Her yıl toplanan Birleşmiş Milletler Genel Kurulu adeta sirk gibi bir görev görüyor. Tek ve önemli farkla. Sirklerde seyirciler bilet alır, yerlerine oturur, çeşitli hünerleri olan insanlar ve hayvanlar onlara eğlenceli bir zaman dilimi yaşatır. BM Genel Kurulunda ise kalabalık heyetler halinde ülke ekipleri gelir, bazı liderler diğerlerinden daha şanslıdır kürsüye çıkar, çeşitli temaslarda bulunur, kendini, iktidarının uyguladığı politikaları, dünya sorunlarıyla ilgili görüşlerini anlatır, onaylasa da onaylamasa da, istese de istemese de halk eve belki ekmek alma gücü kalmasa da o kalabalık heyetlerin seyahat, konaklama, hatta hediye paralarını bile kuzu gibi öder.

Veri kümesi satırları
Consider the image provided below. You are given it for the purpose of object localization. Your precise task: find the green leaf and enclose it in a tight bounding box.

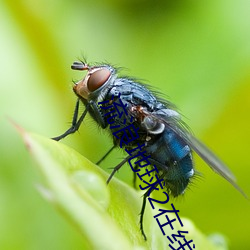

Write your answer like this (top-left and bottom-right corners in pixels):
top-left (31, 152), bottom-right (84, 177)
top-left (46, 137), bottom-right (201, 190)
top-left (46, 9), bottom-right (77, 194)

top-left (19, 128), bottom-right (226, 250)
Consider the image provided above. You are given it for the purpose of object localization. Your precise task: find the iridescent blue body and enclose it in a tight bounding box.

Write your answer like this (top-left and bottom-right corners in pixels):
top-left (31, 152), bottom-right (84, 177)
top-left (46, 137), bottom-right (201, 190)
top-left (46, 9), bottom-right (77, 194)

top-left (86, 75), bottom-right (194, 196)
top-left (53, 62), bottom-right (245, 239)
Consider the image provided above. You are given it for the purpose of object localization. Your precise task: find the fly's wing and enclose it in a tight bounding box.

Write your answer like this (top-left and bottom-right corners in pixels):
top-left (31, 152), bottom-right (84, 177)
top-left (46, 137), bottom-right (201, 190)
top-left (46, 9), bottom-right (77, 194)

top-left (150, 110), bottom-right (248, 199)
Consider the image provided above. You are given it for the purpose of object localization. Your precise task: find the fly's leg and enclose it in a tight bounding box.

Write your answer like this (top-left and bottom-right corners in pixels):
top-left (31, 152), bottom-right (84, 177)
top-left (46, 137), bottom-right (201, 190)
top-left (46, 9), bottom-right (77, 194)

top-left (51, 99), bottom-right (89, 141)
top-left (133, 165), bottom-right (139, 189)
top-left (140, 190), bottom-right (149, 240)
top-left (96, 145), bottom-right (116, 165)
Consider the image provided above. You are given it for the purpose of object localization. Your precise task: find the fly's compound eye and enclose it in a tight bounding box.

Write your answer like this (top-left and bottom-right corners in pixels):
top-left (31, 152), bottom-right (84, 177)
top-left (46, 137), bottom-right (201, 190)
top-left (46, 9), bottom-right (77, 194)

top-left (87, 68), bottom-right (111, 92)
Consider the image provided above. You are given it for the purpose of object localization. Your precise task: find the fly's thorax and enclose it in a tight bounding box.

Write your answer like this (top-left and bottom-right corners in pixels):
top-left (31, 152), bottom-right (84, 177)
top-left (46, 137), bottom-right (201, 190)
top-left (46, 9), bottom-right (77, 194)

top-left (73, 65), bottom-right (117, 101)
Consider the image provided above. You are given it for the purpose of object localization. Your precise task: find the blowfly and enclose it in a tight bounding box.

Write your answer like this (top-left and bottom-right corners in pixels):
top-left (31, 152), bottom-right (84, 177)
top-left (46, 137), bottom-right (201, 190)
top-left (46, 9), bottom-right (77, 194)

top-left (53, 61), bottom-right (244, 238)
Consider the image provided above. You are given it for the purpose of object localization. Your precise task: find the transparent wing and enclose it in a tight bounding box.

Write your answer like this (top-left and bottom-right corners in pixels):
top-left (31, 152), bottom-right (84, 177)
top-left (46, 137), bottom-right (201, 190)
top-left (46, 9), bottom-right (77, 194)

top-left (146, 111), bottom-right (248, 199)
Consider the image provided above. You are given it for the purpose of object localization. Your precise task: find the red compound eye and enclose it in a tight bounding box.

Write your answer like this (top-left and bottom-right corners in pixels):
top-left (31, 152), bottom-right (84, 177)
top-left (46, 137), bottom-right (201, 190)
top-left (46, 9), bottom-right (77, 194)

top-left (87, 69), bottom-right (110, 92)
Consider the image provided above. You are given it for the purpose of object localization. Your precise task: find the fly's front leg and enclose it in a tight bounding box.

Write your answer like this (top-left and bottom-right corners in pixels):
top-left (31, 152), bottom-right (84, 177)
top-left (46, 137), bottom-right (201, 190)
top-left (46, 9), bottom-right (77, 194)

top-left (51, 99), bottom-right (89, 141)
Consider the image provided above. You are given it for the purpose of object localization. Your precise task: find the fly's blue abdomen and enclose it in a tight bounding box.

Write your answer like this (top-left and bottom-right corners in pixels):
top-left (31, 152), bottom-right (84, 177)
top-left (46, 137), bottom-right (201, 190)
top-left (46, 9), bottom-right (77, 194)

top-left (147, 129), bottom-right (194, 196)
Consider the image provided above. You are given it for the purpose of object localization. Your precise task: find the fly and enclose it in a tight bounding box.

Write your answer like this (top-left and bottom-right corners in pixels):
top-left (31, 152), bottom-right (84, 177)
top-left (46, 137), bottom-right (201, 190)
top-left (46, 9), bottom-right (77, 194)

top-left (53, 59), bottom-right (246, 239)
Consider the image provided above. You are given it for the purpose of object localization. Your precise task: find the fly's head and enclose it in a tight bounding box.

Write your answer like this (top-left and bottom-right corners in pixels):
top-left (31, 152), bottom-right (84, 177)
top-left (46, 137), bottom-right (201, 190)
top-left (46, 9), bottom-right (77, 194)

top-left (71, 62), bottom-right (116, 100)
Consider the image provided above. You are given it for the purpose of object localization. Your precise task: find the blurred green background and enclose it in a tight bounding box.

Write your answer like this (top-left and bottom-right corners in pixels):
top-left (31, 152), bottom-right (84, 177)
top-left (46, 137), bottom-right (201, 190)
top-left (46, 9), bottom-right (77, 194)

top-left (0, 0), bottom-right (250, 250)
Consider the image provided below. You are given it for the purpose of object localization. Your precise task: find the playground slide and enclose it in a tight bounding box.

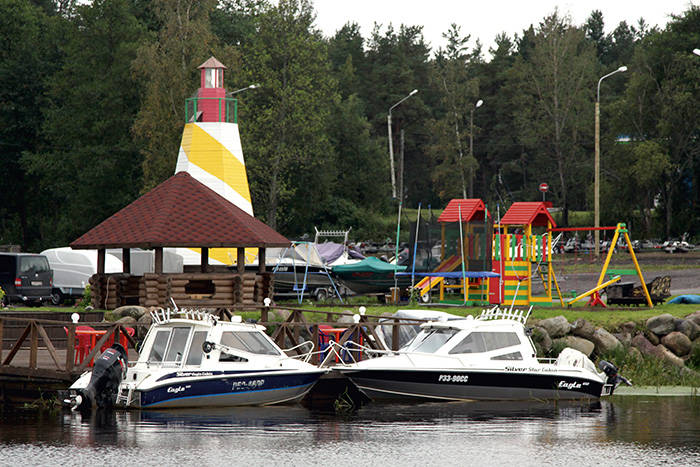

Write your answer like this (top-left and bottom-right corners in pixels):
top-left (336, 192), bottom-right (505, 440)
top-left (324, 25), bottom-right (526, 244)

top-left (415, 255), bottom-right (462, 297)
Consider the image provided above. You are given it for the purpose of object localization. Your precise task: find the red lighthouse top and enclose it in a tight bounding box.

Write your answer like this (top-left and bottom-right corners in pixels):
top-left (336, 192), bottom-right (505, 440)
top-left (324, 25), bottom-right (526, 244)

top-left (197, 57), bottom-right (226, 122)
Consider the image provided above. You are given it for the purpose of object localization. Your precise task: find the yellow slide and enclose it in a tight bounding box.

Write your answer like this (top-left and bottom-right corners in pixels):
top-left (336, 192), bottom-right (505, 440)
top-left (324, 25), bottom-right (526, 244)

top-left (415, 255), bottom-right (462, 297)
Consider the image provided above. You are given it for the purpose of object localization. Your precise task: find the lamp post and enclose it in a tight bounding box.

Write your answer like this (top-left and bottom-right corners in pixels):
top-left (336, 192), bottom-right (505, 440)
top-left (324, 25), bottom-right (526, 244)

top-left (593, 66), bottom-right (627, 258)
top-left (462, 99), bottom-right (484, 198)
top-left (386, 89), bottom-right (418, 199)
top-left (228, 84), bottom-right (260, 96)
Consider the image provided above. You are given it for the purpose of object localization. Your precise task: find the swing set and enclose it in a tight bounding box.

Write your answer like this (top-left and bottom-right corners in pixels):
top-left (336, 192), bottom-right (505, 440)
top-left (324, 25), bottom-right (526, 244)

top-left (549, 223), bottom-right (654, 308)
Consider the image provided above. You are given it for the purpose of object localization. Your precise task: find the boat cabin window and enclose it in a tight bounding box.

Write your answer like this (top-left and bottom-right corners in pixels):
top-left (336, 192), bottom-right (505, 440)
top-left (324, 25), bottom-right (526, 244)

top-left (165, 327), bottom-right (191, 363)
top-left (450, 332), bottom-right (520, 354)
top-left (148, 329), bottom-right (170, 362)
top-left (491, 352), bottom-right (523, 360)
top-left (221, 331), bottom-right (280, 355)
top-left (185, 331), bottom-right (207, 365)
top-left (148, 326), bottom-right (191, 363)
top-left (403, 328), bottom-right (459, 353)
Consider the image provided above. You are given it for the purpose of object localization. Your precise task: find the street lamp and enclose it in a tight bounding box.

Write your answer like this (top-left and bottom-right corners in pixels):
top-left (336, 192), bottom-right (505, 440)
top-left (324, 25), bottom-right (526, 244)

top-left (462, 99), bottom-right (484, 198)
top-left (593, 66), bottom-right (627, 258)
top-left (228, 84), bottom-right (260, 96)
top-left (386, 89), bottom-right (418, 199)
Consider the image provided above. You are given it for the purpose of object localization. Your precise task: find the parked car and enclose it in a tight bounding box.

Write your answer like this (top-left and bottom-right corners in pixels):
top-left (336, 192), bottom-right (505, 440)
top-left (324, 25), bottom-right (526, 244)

top-left (0, 253), bottom-right (53, 305)
top-left (41, 247), bottom-right (122, 305)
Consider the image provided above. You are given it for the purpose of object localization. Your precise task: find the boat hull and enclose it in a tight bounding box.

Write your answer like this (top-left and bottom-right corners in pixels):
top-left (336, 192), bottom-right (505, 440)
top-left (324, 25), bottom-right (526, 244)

top-left (341, 369), bottom-right (603, 401)
top-left (129, 370), bottom-right (324, 408)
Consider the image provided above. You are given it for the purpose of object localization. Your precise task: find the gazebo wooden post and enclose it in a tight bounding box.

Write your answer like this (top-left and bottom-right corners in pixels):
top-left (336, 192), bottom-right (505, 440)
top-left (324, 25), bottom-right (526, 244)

top-left (153, 246), bottom-right (163, 274)
top-left (258, 248), bottom-right (265, 274)
top-left (200, 247), bottom-right (209, 272)
top-left (122, 248), bottom-right (131, 274)
top-left (97, 248), bottom-right (107, 274)
top-left (236, 248), bottom-right (245, 275)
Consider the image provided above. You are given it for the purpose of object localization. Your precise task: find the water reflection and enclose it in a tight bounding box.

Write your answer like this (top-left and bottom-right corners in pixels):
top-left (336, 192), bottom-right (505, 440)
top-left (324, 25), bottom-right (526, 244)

top-left (0, 397), bottom-right (700, 467)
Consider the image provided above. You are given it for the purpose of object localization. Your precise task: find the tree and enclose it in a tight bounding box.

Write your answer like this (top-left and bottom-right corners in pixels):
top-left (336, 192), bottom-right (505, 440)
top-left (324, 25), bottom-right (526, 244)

top-left (0, 0), bottom-right (63, 249)
top-left (428, 23), bottom-right (479, 200)
top-left (23, 0), bottom-right (144, 247)
top-left (514, 11), bottom-right (596, 224)
top-left (241, 0), bottom-right (338, 232)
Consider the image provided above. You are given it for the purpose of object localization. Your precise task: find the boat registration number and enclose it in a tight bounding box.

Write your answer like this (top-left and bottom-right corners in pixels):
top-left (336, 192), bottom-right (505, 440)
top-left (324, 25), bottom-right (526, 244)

top-left (438, 375), bottom-right (469, 383)
top-left (231, 379), bottom-right (265, 391)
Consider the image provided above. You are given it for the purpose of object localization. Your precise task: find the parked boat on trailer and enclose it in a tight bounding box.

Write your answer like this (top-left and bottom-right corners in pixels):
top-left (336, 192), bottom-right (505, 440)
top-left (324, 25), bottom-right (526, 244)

top-left (334, 308), bottom-right (630, 401)
top-left (64, 310), bottom-right (327, 409)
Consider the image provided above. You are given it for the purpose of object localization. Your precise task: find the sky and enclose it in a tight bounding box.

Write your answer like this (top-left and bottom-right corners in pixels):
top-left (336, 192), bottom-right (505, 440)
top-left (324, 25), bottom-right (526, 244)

top-left (314, 0), bottom-right (700, 59)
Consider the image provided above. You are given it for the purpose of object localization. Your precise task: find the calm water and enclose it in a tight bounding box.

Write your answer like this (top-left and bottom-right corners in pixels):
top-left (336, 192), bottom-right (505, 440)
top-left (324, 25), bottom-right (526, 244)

top-left (0, 396), bottom-right (700, 467)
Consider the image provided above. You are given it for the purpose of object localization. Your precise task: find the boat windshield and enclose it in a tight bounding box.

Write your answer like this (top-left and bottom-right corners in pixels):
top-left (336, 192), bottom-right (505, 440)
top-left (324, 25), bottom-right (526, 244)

top-left (221, 331), bottom-right (280, 355)
top-left (148, 326), bottom-right (192, 363)
top-left (401, 328), bottom-right (459, 353)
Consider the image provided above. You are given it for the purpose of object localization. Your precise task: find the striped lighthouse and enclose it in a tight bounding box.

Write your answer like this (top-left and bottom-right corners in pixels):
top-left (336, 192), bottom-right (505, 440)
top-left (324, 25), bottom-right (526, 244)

top-left (175, 57), bottom-right (257, 264)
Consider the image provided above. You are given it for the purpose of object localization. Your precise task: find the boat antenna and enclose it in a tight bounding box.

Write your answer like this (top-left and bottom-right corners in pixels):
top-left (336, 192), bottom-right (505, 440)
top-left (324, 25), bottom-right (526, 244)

top-left (394, 201), bottom-right (402, 288)
top-left (411, 203), bottom-right (421, 288)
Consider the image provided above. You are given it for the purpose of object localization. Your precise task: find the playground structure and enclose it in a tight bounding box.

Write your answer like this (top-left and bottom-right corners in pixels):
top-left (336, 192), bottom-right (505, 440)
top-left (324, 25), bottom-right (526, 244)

top-left (414, 199), bottom-right (494, 305)
top-left (489, 202), bottom-right (564, 306)
top-left (408, 199), bottom-right (653, 307)
top-left (554, 223), bottom-right (654, 308)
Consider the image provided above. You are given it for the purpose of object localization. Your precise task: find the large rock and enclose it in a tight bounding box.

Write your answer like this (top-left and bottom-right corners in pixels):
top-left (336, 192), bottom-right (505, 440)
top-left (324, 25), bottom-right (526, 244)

top-left (647, 313), bottom-right (675, 336)
top-left (644, 329), bottom-right (661, 345)
top-left (661, 331), bottom-right (693, 357)
top-left (532, 326), bottom-right (552, 353)
top-left (685, 310), bottom-right (700, 326)
top-left (112, 305), bottom-right (148, 319)
top-left (591, 328), bottom-right (622, 355)
top-left (620, 321), bottom-right (637, 338)
top-left (553, 336), bottom-right (595, 357)
top-left (539, 315), bottom-right (571, 339)
top-left (656, 344), bottom-right (685, 367)
top-left (632, 334), bottom-right (656, 357)
top-left (571, 318), bottom-right (595, 340)
top-left (613, 332), bottom-right (632, 345)
top-left (675, 319), bottom-right (700, 341)
top-left (136, 313), bottom-right (153, 339)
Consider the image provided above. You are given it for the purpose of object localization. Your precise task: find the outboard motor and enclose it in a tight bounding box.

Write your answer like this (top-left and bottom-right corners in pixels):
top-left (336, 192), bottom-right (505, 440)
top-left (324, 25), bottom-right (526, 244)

top-left (70, 344), bottom-right (129, 410)
top-left (598, 360), bottom-right (632, 389)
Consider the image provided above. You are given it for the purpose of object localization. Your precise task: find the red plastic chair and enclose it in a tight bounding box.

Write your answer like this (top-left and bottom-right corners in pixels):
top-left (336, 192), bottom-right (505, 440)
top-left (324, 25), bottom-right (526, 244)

top-left (100, 326), bottom-right (136, 352)
top-left (63, 326), bottom-right (94, 364)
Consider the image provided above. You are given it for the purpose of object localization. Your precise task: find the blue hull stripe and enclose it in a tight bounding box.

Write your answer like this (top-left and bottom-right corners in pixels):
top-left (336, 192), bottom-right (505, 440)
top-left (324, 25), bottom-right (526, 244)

top-left (142, 383), bottom-right (312, 407)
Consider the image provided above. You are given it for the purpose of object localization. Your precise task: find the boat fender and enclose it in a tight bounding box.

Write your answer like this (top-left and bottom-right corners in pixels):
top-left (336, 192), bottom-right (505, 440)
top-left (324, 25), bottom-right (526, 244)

top-left (598, 360), bottom-right (632, 387)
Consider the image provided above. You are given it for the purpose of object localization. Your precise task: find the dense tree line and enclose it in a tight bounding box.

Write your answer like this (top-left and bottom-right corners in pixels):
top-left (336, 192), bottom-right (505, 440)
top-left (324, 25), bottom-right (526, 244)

top-left (0, 0), bottom-right (700, 250)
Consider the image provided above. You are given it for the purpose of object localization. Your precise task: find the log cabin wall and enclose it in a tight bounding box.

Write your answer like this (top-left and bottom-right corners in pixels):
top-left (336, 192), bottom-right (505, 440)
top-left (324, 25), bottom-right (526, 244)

top-left (90, 272), bottom-right (273, 310)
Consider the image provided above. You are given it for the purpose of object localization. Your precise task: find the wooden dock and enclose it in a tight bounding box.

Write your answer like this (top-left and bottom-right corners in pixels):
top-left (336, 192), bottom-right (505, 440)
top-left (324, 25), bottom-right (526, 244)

top-left (0, 313), bottom-right (138, 403)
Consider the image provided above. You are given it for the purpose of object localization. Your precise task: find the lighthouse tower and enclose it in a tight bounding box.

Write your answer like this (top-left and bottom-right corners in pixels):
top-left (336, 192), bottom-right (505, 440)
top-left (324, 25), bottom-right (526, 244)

top-left (175, 57), bottom-right (257, 264)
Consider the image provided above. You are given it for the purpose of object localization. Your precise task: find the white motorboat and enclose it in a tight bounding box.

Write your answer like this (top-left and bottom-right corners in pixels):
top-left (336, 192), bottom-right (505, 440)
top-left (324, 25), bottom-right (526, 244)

top-left (65, 310), bottom-right (327, 409)
top-left (334, 308), bottom-right (630, 401)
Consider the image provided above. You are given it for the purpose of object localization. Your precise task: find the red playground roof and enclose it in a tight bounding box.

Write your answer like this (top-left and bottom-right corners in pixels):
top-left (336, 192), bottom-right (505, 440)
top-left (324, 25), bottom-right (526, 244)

top-left (438, 199), bottom-right (491, 222)
top-left (501, 201), bottom-right (557, 227)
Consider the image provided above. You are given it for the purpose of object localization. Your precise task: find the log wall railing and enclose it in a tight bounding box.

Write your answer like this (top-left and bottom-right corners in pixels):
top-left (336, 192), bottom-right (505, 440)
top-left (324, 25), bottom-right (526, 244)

top-left (90, 272), bottom-right (272, 310)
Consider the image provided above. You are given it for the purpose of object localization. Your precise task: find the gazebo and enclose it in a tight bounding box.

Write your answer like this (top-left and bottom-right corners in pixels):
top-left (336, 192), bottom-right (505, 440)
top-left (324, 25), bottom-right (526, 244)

top-left (70, 172), bottom-right (290, 309)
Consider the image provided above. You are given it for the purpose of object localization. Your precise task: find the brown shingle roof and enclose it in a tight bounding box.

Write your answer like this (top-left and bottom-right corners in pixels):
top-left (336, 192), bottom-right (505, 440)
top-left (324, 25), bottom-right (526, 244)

top-left (70, 172), bottom-right (290, 248)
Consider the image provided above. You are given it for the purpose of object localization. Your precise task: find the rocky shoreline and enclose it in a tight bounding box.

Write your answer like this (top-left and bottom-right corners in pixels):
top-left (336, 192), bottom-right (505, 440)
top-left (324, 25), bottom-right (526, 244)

top-left (530, 310), bottom-right (700, 373)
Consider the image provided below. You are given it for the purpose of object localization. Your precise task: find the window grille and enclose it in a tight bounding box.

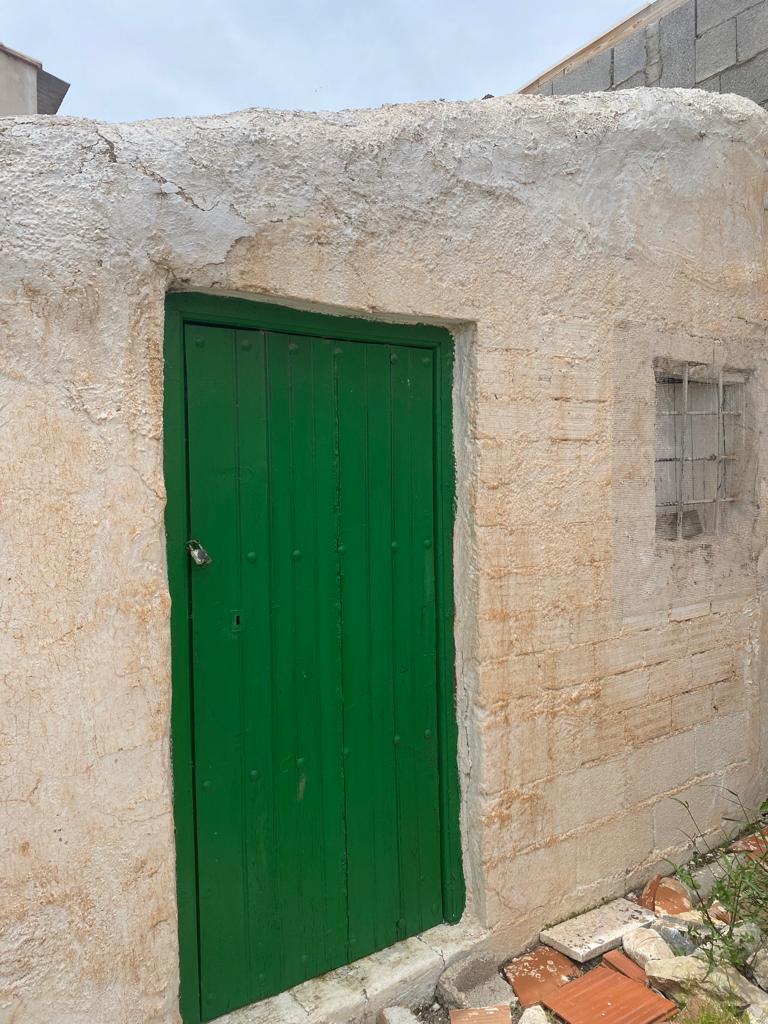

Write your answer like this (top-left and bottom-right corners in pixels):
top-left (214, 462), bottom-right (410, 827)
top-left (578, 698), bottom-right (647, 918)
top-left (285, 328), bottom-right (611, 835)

top-left (655, 362), bottom-right (746, 541)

● Görevin amacı
BM Genel Kurulu üzerine olan metindeki "Sirklerde seyirciler bilet alır, yerlerine oturur, çeşitli hünerleri olan insanlar ve hayvanlar onlara eğlenceli bir zaman dilimi yaşatır." cümlesini lütfen İngilizceye çevirin. Satırların bu işte hiçbir rolü yok.

● Tam yanıt
In circuses, the audience buys tickets and takes their seats, and people and animals with various skills give them an entertaining stretch of time.